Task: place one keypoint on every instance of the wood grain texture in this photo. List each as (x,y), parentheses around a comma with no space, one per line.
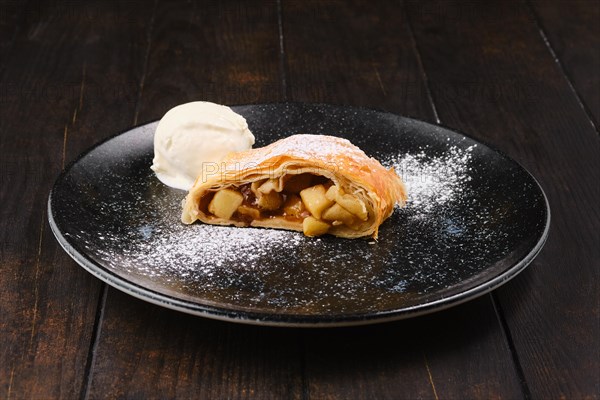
(227,53)
(573,34)
(493,77)
(57,95)
(148,352)
(352,53)
(363,54)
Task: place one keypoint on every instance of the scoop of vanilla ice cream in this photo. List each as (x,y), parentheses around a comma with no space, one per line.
(195,137)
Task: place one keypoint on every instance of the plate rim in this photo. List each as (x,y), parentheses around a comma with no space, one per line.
(294,320)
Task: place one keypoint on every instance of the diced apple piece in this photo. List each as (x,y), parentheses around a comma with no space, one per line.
(249,211)
(338,213)
(333,192)
(313,227)
(270,201)
(297,183)
(255,185)
(353,205)
(293,206)
(225,203)
(269,186)
(314,200)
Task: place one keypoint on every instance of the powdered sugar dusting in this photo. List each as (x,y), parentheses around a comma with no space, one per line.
(432,181)
(466,213)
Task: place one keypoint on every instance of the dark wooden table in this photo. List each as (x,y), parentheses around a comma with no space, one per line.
(521,75)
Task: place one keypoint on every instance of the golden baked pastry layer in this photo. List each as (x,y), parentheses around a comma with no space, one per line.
(312,183)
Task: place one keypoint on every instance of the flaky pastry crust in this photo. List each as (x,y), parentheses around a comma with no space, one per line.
(334,158)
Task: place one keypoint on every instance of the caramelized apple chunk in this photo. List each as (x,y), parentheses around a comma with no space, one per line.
(297,183)
(351,203)
(315,201)
(269,186)
(338,213)
(225,203)
(270,201)
(249,211)
(293,206)
(313,227)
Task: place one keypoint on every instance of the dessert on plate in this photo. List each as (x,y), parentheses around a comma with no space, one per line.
(315,184)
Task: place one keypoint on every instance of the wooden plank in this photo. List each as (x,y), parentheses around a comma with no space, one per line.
(362,54)
(56,103)
(226,53)
(11,14)
(573,34)
(147,351)
(493,77)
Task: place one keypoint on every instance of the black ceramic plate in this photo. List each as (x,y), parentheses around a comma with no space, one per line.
(474,219)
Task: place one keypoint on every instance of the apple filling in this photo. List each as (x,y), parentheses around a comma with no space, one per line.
(304,201)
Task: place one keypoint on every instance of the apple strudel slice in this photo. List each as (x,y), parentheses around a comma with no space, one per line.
(315,184)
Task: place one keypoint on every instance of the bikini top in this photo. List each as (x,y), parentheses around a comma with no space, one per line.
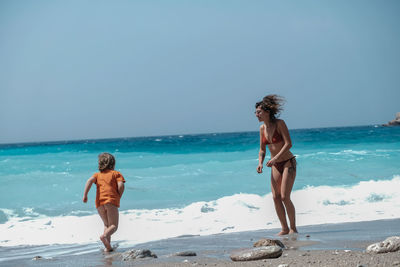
(276,138)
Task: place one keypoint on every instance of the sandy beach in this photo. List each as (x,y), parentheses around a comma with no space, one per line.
(317,245)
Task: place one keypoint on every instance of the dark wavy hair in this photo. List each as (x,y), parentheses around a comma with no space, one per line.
(273,104)
(106,162)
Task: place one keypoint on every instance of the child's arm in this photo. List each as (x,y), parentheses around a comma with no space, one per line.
(88,185)
(121,188)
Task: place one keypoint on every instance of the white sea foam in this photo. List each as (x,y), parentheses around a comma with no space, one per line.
(370,200)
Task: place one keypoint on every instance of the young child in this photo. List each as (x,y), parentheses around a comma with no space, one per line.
(110,187)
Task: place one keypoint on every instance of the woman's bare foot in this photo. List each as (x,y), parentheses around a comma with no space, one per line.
(283,232)
(106,243)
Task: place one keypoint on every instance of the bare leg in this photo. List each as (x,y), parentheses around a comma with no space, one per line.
(276,180)
(103,215)
(112,218)
(288,178)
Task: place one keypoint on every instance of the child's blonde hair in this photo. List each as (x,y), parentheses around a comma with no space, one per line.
(106,162)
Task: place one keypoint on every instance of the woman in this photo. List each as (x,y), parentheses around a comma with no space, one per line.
(275,134)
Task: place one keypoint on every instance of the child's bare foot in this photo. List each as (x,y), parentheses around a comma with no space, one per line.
(283,232)
(106,243)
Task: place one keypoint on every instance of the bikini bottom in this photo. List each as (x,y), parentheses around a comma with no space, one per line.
(280,166)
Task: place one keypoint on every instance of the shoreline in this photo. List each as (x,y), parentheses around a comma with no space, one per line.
(324,244)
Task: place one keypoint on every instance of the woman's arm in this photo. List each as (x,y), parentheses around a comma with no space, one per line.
(88,185)
(261,153)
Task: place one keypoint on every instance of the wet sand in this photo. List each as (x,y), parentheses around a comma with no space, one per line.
(318,245)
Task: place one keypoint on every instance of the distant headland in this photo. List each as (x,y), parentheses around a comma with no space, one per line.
(395,122)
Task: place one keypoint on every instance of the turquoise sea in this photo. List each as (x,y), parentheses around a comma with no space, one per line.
(195,185)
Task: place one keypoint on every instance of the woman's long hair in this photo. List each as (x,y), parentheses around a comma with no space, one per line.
(273,104)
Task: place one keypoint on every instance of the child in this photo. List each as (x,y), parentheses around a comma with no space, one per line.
(110,187)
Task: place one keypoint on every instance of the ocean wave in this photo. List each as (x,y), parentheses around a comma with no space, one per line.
(367,200)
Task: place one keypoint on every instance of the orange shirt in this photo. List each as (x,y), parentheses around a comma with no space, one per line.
(107,187)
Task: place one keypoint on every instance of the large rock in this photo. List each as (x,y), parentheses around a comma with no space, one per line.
(395,122)
(259,253)
(186,254)
(268,242)
(390,244)
(135,254)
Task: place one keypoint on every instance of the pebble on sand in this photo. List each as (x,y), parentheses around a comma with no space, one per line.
(257,253)
(390,244)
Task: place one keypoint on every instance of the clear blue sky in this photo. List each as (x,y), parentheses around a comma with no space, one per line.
(102,69)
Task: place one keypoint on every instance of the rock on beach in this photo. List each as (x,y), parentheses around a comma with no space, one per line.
(269,242)
(390,244)
(258,253)
(134,254)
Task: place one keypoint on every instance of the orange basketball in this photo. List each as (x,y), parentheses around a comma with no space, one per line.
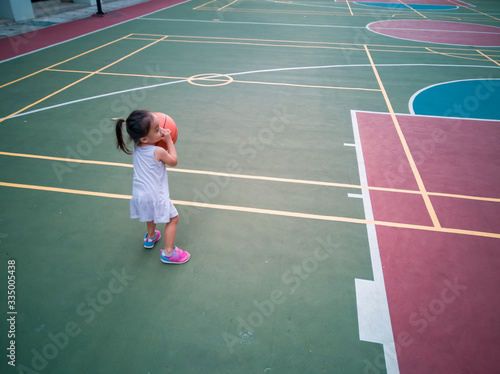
(167,123)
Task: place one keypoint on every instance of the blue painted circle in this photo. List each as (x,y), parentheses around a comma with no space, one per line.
(475,98)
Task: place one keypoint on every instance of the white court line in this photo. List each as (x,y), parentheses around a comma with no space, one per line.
(414,96)
(236,74)
(249,23)
(460,31)
(374,320)
(355,195)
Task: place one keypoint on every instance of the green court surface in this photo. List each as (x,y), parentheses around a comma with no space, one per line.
(268,187)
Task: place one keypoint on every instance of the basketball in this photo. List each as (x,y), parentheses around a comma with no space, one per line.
(168,123)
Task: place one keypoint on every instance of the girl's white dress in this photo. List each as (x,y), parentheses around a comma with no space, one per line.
(150,196)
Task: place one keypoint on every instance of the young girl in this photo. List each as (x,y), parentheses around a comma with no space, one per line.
(150,197)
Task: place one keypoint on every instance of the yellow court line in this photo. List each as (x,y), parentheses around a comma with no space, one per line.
(62,62)
(118,74)
(79,80)
(477,11)
(412,9)
(172,37)
(488,57)
(264,211)
(408,154)
(221,80)
(310,86)
(199,6)
(256,177)
(349,5)
(231,3)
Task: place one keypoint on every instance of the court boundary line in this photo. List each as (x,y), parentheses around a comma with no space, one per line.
(62,62)
(437,43)
(91,32)
(413,49)
(257,177)
(281,213)
(373,293)
(415,94)
(409,156)
(81,79)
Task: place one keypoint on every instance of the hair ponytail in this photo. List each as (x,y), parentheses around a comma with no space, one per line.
(137,125)
(120,143)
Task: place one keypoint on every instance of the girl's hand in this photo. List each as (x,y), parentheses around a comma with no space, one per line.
(165,135)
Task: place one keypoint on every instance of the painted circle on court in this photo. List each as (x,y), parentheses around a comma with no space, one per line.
(471,98)
(212,78)
(441,32)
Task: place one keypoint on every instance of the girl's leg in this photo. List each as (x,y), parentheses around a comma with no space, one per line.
(151,229)
(170,230)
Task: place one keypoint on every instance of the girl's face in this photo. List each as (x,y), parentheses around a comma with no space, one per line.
(154,134)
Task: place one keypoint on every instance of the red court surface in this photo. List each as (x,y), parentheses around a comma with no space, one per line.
(443,32)
(442,287)
(31,41)
(412,2)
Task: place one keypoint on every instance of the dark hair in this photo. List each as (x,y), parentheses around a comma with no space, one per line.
(137,125)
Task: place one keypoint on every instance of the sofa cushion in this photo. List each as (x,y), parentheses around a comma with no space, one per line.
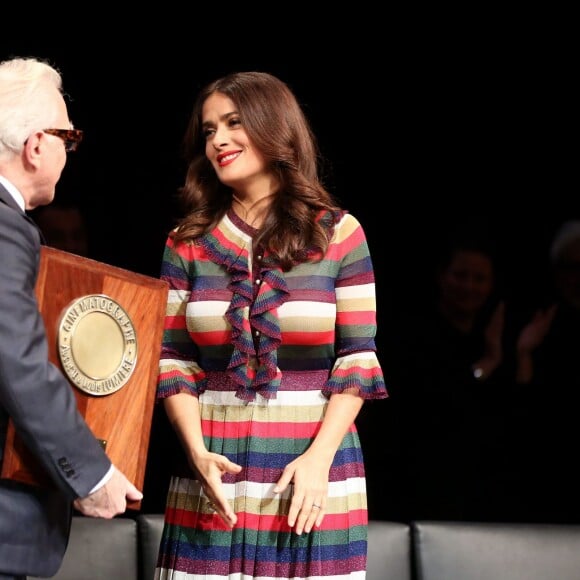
(100,549)
(494,551)
(389,551)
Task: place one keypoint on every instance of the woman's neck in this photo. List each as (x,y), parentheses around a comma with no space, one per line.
(252,210)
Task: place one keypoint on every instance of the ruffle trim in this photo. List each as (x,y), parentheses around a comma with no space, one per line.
(253,369)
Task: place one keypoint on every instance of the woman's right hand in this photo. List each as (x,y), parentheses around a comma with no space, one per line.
(210,468)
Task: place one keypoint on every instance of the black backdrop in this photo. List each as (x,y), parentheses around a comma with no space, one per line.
(418,139)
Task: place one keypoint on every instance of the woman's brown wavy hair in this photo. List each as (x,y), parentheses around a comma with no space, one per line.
(276,125)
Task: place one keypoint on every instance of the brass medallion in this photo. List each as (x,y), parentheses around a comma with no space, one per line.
(97,344)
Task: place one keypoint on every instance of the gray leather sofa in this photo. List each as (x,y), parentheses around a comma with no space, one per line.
(125,548)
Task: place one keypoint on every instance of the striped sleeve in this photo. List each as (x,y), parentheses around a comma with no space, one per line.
(357,365)
(178,370)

- - - - - - -

* _Work to be completed_: Starting from the line containing "Task: place one keypoint on every instance of the black backdrop" and ending with the final line of the data, reproduce each line exactly as it appears, including no other lines.

* _Answer in full_:
Task: place one keypoint on every instance of the black backdrop in this photo. List each as (x,y), parentheses around a comma with no space, one per line.
(418,139)
Task: place one keypoint on every instance of the woman's brown wavy hair in this photo. List each as (x,y), parentheses around a comma with no space, one per line.
(276,125)
Task: place one keypoint on every instance of the brass medallion in this photo. List each as (x,y), parentheses around a comma with no space, one per line.
(97,344)
Task: place one keypoint on every instance of the gray leather sofa in this photo. List each as (x,y), parentheses around a comma with no space, one per line.
(125,548)
Task: place one keypoint on every instance of the striped sleeve in this photo. List each as (x,y), parentheses around a comma with no space, one per line.
(357,365)
(178,370)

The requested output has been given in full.